--- DATA RECORDS Enclosed Below ---

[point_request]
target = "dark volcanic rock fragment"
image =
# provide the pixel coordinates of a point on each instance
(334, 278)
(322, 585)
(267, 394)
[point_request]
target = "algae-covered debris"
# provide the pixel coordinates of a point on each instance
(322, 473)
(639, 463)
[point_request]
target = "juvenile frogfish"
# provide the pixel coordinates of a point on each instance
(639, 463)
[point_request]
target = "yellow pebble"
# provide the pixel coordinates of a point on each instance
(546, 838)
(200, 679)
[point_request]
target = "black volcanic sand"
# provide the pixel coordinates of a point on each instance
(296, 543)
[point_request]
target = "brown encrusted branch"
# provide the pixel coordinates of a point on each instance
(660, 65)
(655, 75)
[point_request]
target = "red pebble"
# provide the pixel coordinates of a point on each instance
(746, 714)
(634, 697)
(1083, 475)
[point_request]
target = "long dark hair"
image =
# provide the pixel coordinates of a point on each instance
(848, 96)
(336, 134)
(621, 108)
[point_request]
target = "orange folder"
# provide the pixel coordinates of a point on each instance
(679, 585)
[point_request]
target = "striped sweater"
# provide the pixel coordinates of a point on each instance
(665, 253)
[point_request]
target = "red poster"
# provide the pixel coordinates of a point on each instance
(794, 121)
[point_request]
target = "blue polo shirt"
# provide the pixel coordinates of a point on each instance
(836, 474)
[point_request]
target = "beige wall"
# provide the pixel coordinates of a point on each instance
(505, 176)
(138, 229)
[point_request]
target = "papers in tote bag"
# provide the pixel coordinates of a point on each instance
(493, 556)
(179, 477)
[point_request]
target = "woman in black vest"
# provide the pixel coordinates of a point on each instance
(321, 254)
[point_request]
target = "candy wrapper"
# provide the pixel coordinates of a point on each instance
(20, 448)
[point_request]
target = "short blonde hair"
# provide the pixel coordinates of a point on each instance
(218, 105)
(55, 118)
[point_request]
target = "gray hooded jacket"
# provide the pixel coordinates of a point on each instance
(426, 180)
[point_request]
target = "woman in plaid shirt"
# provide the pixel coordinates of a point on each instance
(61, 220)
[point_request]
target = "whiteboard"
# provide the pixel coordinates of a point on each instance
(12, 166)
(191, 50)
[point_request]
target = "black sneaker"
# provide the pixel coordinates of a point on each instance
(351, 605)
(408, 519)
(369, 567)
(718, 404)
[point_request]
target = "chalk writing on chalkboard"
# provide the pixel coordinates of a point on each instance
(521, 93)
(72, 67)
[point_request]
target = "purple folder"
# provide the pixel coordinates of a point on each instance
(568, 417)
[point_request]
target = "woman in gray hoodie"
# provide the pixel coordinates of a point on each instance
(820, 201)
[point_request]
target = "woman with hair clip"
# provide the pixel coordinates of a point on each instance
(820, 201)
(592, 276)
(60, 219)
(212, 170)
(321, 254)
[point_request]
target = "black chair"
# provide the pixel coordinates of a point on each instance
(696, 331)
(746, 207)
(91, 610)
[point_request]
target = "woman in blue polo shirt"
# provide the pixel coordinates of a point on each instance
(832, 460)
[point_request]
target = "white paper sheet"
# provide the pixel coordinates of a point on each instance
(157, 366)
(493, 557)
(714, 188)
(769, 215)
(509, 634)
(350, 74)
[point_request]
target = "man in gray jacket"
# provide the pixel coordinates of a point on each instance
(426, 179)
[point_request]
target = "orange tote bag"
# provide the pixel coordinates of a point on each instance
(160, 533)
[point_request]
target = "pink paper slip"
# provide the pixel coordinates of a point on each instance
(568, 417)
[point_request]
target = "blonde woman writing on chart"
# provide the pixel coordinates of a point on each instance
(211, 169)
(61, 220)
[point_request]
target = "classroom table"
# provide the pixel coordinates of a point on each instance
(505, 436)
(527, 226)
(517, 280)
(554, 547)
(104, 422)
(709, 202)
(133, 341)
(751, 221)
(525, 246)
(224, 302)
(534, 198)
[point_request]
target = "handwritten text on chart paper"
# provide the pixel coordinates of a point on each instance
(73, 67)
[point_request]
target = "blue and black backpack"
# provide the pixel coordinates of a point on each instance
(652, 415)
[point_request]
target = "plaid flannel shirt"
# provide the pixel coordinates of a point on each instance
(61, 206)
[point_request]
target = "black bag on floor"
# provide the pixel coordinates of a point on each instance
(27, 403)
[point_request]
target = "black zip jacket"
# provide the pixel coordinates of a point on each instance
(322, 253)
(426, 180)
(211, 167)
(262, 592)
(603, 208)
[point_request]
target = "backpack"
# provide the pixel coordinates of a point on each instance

--- End of Enclosed DATA RECORDS ---

» **PROBLEM STATEMENT**
Looking at the data above, show all lines where the word "polo" occurs.

» **WRITTEN ANSWER**
target = "blue polo shirt"
target = "woman in blue polo shirt"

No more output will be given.